::: Texte du document :::

Survie

Libye : le retour des apprentis-sorciers

rédigé le 1er janvier 2016 (mis en ligne le 16 janvier 2016) - Raphaël Granvaud

Tandis qu’un accord fragile a été imposé sous l’égide de l’ONU, une coalition internationale se met en
place pour combattre l’organisation État islamique en Libye.

Il y a un peu plus d’un an, le ministère de
la Défense commençait à préparer les
esprits à une nouvelle intervention
militaire en Libye, avec comme point d’orgue
les appels en ce sens de quelques chefs d’État
africains au sommet de Dakar sur la sécurité
(cf. Billets n°242, janvier 2015). Mais « les
Affaires étrangères étaient, jusqu’à présent,
parvenues à freiner les ardeurs guerrières de
l’Hôtel de Brienne »

:::

**Travail demandé**
a) Réécrivez le passage de l'article sur la Libye situé entre « Libye : le retour » et « islamique en Libye. », inclus, en substituant « alliance internationale » à « coalition internationale ».
b) Répondez aux questions suivantes d'après l'article sur la Libye :
(i) Sous l'égide de quelle organisation l'accord fragile a-t-il été imposé ?
(ii) Dans quelle ville s'est tenu le sommet sur la sécurité où des chefs d'État africains ont appelé à une intervention ?
(iii) À quelle date l'article a-t-il été mis en ligne ?
c) Prolongez l'article consacré à la Libye au-delà de sa dernière phrase.

::: Données fournies :::

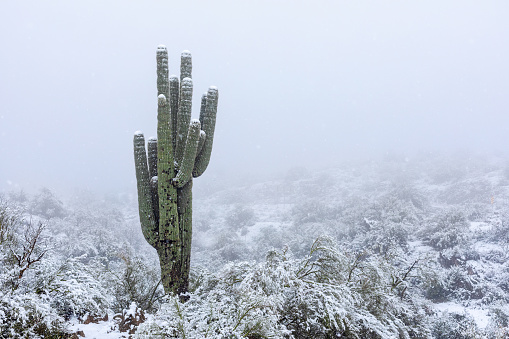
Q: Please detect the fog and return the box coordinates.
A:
[0,1,509,192]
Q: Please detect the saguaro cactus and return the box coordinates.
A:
[134,45,218,294]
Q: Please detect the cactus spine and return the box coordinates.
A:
[134,45,218,294]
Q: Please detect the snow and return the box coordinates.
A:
[435,301,490,329]
[69,313,124,339]
[470,221,491,232]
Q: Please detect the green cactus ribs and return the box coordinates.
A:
[134,45,218,294]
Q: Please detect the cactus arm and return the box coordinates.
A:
[193,86,218,178]
[175,78,193,165]
[156,45,170,98]
[173,119,201,188]
[150,176,159,227]
[133,132,157,248]
[200,93,207,126]
[170,75,180,153]
[157,94,179,243]
[147,137,157,178]
[180,50,193,81]
[196,130,207,155]
[178,178,193,293]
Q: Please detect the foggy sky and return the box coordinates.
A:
[0,0,509,192]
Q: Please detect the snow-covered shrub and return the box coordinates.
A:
[0,291,68,339]
[422,209,470,250]
[39,257,111,319]
[291,199,341,225]
[137,238,429,338]
[107,246,164,313]
[29,187,66,219]
[432,313,483,339]
[225,205,256,230]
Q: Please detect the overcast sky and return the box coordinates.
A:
[0,0,509,192]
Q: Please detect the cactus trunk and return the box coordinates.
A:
[134,46,217,294]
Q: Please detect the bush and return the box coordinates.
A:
[137,238,429,338]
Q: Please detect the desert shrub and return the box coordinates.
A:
[421,209,469,250]
[432,313,483,339]
[107,246,164,313]
[29,187,66,219]
[137,238,429,338]
[225,205,256,229]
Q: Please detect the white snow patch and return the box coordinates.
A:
[434,301,490,329]
[470,221,491,232]
[69,314,127,339]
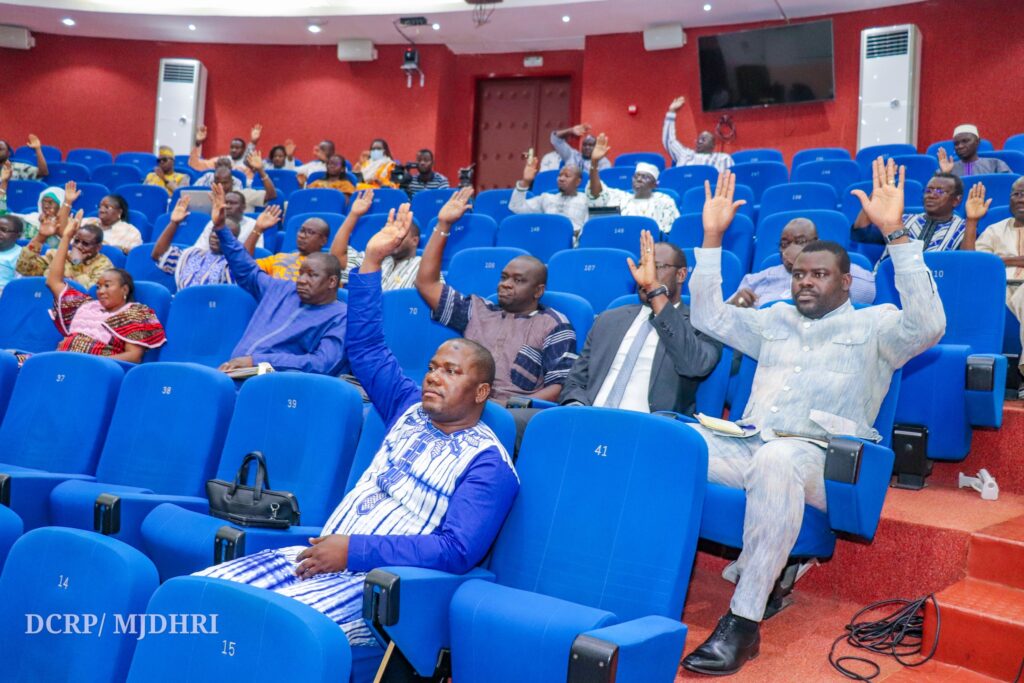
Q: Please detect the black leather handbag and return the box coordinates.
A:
[206,451,299,528]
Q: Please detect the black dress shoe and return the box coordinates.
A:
[683,611,761,676]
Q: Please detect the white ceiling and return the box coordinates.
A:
[0,0,921,53]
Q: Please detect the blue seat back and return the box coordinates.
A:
[65,147,114,171]
[874,251,1007,353]
[0,527,157,683]
[383,289,459,382]
[615,152,665,171]
[96,362,234,497]
[548,249,636,310]
[444,247,528,298]
[732,147,784,164]
[428,213,498,270]
[0,351,124,474]
[732,161,790,205]
[288,187,345,218]
[0,278,60,353]
[487,214,572,263]
[790,147,850,169]
[125,577,352,683]
[758,182,838,223]
[7,180,47,213]
[754,211,850,270]
[411,187,456,225]
[668,213,754,272]
[580,216,662,254]
[217,373,362,526]
[160,285,256,368]
[489,408,708,621]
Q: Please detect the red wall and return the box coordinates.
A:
[0,0,1024,174]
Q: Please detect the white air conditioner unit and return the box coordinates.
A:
[153,59,206,155]
[857,24,921,150]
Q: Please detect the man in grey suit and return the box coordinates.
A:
[559,230,722,417]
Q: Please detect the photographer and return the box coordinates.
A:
[395,150,450,199]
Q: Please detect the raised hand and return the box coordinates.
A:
[939,147,953,173]
[965,182,992,221]
[852,157,906,236]
[437,187,473,225]
[701,170,746,241]
[348,189,374,216]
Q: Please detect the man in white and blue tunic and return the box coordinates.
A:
[199,205,519,680]
[683,157,945,675]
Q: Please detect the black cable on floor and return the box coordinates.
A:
[828,594,942,683]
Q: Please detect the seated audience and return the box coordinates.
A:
[662,97,732,172]
[0,134,50,180]
[551,123,611,169]
[46,207,167,362]
[352,137,398,189]
[246,207,331,283]
[413,187,577,402]
[939,124,1013,176]
[402,150,450,198]
[726,218,874,308]
[331,189,428,292]
[15,182,114,289]
[81,189,142,254]
[142,145,191,195]
[559,230,722,415]
[588,133,679,232]
[306,155,355,198]
[199,202,519,680]
[509,157,590,245]
[211,185,346,375]
[853,171,968,270]
[683,163,945,675]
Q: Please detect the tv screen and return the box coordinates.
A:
[697,19,836,112]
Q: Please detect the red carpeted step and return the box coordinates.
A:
[967,517,1024,590]
[924,578,1024,681]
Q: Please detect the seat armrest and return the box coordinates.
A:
[362,567,495,677]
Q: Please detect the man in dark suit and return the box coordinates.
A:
[559,230,722,414]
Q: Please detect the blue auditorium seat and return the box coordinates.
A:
[790,147,859,171]
[615,152,665,171]
[159,285,256,368]
[668,213,754,274]
[0,278,60,353]
[50,362,236,548]
[65,147,114,170]
[488,214,572,263]
[288,187,346,218]
[733,161,790,205]
[364,408,708,683]
[383,289,460,382]
[732,147,783,164]
[548,249,636,310]
[0,528,157,683]
[753,210,851,263]
[141,373,362,581]
[444,247,528,298]
[428,213,498,270]
[758,182,839,223]
[410,187,457,225]
[7,180,47,213]
[92,164,142,193]
[580,216,662,254]
[124,577,352,683]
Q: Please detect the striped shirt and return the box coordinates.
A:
[432,285,577,401]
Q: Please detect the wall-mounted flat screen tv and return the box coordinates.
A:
[697,19,836,112]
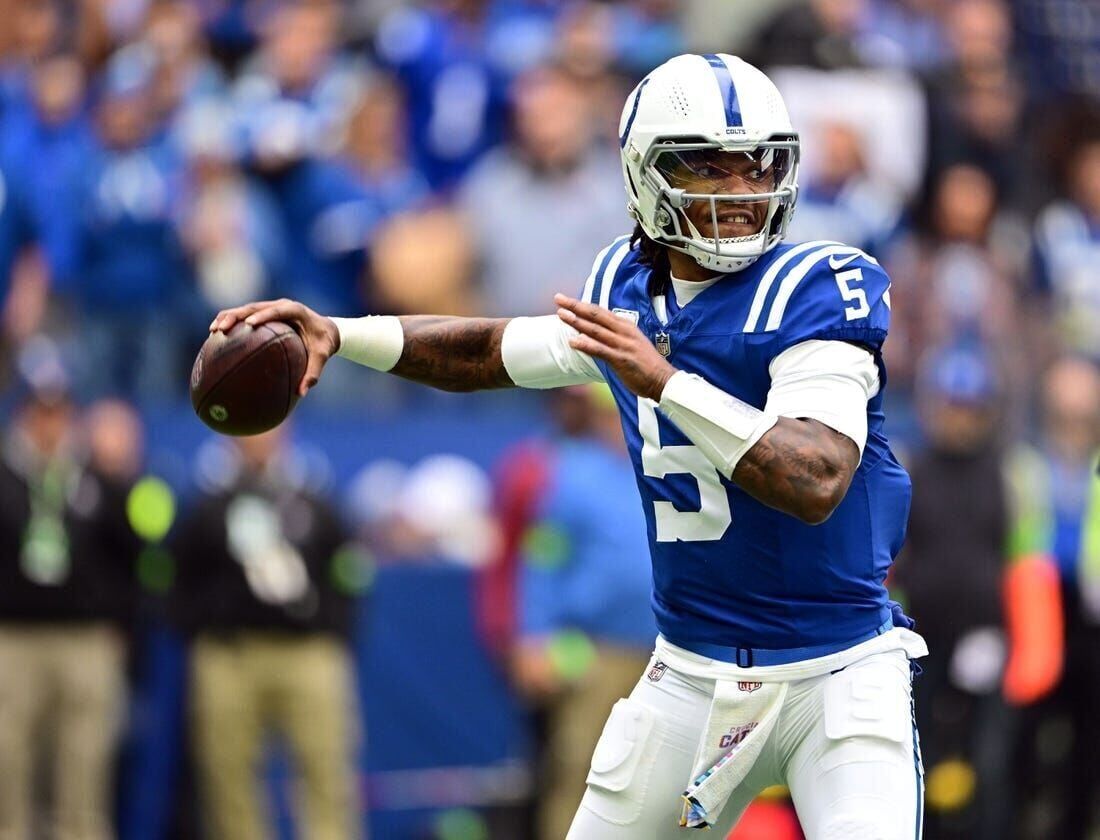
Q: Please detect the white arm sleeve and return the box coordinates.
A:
[660,341,879,478]
[765,340,880,456]
[501,316,604,388]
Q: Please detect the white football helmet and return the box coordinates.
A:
[619,53,799,272]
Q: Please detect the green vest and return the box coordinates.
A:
[1007,444,1100,582]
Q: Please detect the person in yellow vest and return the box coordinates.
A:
[1005,357,1100,840]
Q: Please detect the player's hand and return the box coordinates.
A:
[210,298,340,397]
[553,295,677,401]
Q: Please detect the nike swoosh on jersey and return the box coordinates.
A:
[828,251,862,272]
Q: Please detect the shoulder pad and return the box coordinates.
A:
[581,235,630,308]
[745,242,890,347]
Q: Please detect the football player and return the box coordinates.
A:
[211,54,926,840]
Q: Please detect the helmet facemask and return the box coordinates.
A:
[636,134,799,272]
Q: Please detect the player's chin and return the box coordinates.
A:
[700,222,762,240]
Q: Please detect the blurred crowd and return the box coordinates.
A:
[0,0,1100,840]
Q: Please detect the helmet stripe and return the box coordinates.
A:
[703,53,743,126]
[619,76,649,148]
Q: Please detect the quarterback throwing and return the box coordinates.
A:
[211,54,926,840]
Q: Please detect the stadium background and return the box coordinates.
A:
[0,0,1100,840]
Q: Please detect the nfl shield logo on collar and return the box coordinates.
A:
[653,331,672,356]
[612,308,638,327]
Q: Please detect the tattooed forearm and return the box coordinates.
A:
[391,316,513,391]
[734,418,859,524]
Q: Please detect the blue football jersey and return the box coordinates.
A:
[583,236,911,665]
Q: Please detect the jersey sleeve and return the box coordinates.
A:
[762,245,890,355]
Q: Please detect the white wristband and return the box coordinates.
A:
[659,371,777,478]
[332,316,405,372]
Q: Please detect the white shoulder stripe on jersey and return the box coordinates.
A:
[600,236,630,309]
[743,240,840,332]
[763,245,873,332]
[581,240,618,303]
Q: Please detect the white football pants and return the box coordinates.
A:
[568,650,924,840]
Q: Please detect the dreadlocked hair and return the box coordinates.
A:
[630,223,672,296]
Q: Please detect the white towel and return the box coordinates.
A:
[680,679,789,828]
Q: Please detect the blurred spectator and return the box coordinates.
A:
[886,165,1026,406]
[1012,0,1100,99]
[892,346,1034,840]
[0,0,64,114]
[340,74,429,223]
[927,0,1037,207]
[349,454,496,566]
[375,0,523,189]
[748,0,866,70]
[142,0,224,120]
[0,53,88,287]
[512,385,660,840]
[460,67,628,316]
[864,0,950,70]
[790,122,903,256]
[233,0,361,155]
[255,75,435,316]
[371,208,483,314]
[175,96,285,310]
[232,0,376,316]
[65,51,191,396]
[615,0,689,78]
[0,340,140,840]
[1033,139,1100,361]
[0,123,31,329]
[173,429,364,840]
[1010,357,1100,840]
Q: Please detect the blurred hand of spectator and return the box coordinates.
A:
[510,639,564,704]
[1033,140,1100,360]
[790,122,903,256]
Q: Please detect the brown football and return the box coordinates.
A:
[191,321,306,434]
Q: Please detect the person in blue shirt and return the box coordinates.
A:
[512,384,657,840]
[375,1,521,190]
[61,52,194,396]
[210,54,927,840]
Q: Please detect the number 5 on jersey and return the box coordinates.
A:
[836,268,871,321]
[638,397,732,542]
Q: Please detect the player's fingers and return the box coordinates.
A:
[558,309,622,347]
[554,294,629,332]
[210,300,278,332]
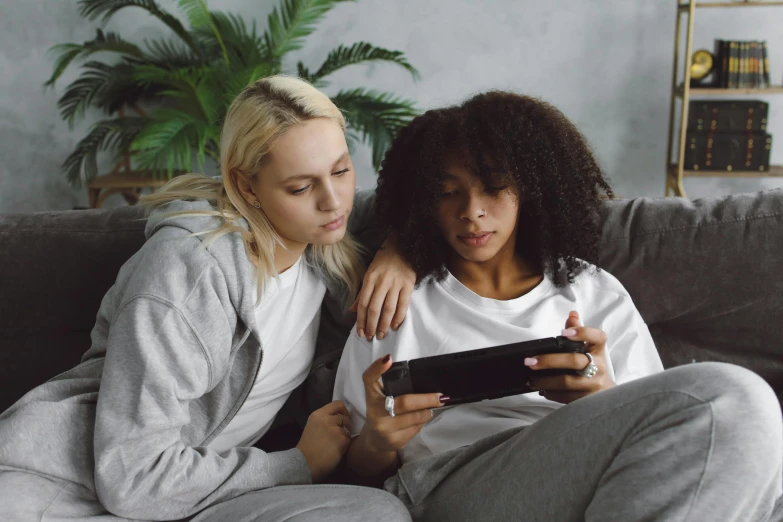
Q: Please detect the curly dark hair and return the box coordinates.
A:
[376,91,613,286]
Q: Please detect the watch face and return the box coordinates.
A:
[691,49,712,80]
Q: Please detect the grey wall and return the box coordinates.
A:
[0,0,783,212]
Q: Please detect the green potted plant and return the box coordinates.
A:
[45,0,418,186]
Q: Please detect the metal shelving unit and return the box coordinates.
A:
[666,0,783,197]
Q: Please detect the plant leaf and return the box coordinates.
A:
[44,29,144,87]
[62,117,144,187]
[130,108,218,178]
[79,0,201,54]
[264,0,355,61]
[143,39,202,69]
[178,0,230,65]
[332,88,418,170]
[312,42,420,80]
[194,11,266,67]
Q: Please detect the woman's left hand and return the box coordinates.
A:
[525,312,616,404]
[350,239,416,341]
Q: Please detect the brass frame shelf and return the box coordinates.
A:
[678,0,783,10]
[666,0,783,197]
[674,85,783,98]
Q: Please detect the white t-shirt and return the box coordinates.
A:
[209,257,326,451]
[334,267,663,462]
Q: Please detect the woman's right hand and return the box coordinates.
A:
[361,355,448,454]
[296,401,351,483]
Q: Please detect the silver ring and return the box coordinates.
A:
[576,353,598,379]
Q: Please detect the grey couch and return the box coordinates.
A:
[0,190,783,520]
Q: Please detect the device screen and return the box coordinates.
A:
[410,354,531,404]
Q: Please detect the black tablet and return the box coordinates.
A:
[382,337,587,405]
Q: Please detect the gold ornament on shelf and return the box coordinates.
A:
[691,49,714,80]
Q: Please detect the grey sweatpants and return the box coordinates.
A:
[0,471,410,522]
[385,363,783,522]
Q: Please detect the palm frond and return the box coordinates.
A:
[134,65,220,124]
[312,42,419,80]
[44,29,144,87]
[264,0,355,60]
[57,61,118,127]
[62,117,144,187]
[130,109,218,177]
[332,88,418,170]
[79,0,199,53]
[194,11,266,67]
[178,0,230,65]
[140,39,201,69]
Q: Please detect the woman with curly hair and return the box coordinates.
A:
[334,92,783,521]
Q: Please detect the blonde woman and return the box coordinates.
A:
[0,76,415,522]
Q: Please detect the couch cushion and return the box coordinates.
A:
[0,207,144,411]
[601,190,783,398]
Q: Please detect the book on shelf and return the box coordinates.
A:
[712,40,770,89]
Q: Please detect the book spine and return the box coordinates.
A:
[740,42,750,89]
[761,41,771,87]
[720,40,729,88]
[728,41,739,89]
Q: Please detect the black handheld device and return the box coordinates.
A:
[382,337,587,405]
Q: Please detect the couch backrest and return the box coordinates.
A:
[601,189,783,402]
[0,207,144,411]
[0,190,783,411]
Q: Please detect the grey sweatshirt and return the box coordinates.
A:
[0,192,374,520]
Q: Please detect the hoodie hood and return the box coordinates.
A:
[144,199,260,343]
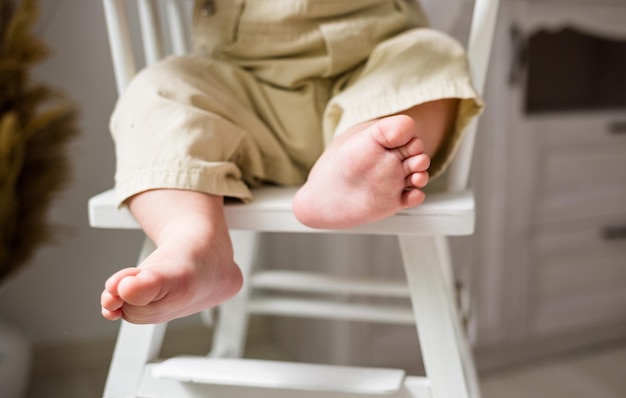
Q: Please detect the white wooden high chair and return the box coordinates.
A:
[89,0,498,398]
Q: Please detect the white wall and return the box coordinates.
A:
[0,0,140,343]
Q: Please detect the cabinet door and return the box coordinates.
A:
[474,1,626,366]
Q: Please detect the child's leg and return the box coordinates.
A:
[101,190,242,323]
[293,99,459,228]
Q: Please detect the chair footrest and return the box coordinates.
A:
[152,356,406,394]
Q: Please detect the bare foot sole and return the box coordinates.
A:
[101,243,242,324]
[293,115,430,229]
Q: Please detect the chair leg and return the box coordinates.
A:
[103,238,167,398]
[398,236,480,398]
[209,231,260,358]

:::

**Réponses attendues**
a)
Libye : le retour des apprentis-sorciers

rédigé le 1er janvier 2016 (mis en ligne le 16 janvier 2016) - Raphaël Granvaud

Tandis qu’un accord fragile a été imposé sous l’égide de l’ONU, une alliance internationale se met en
place pour combattre l’organisation État islamique en Libye.

b)
(i) L'ONU.
(ii) Dakar.
(iii) Le 16 janvier 2016.

c)
, selon le journaliste Jean-Dominique
Merchet (L’Opinion, 17/12). Et de
fait, les postures martiales avaient été
provisoirement remisées pour laisser la place
à l’action diplomatique. Pendant neuf mois, un
émissaire de l’ONU, Bernardino León, a mené
une médiation entre les différents
protagonistes des deux parlements rivaux qui
se disputent la légitimité populaire, celui de
Tobrouk (reconnu par la « communauté
internationale ») et celui de Tripoli. Mais
l’impartialité de sa démarche a été entachée
par la révélation d’un conflit d’intérêt, compte-tenu
de ses liens mercantiles avec les Émirats
arabes unis, qui, comme l’Egypte, soutiennent
militairement le général Khalifa Haftar, bras
armé du parlement de Tobrouk [1]. Certains
reprochent également au diplomate onusien
sa méthode, privilégiant les relations
bilatérales au détriment d’un dialogue direct
entre les protagonistes libyens. En octobre
dernier, faute de consensus autour de son
dernier projet d’accord sur un gouvernement
d’union, León tentera de passer outre
l’opposition des deux parlements avant de
céder la place à un nouveau représentant de
l’ONU, l’Allemand Martin Kobler.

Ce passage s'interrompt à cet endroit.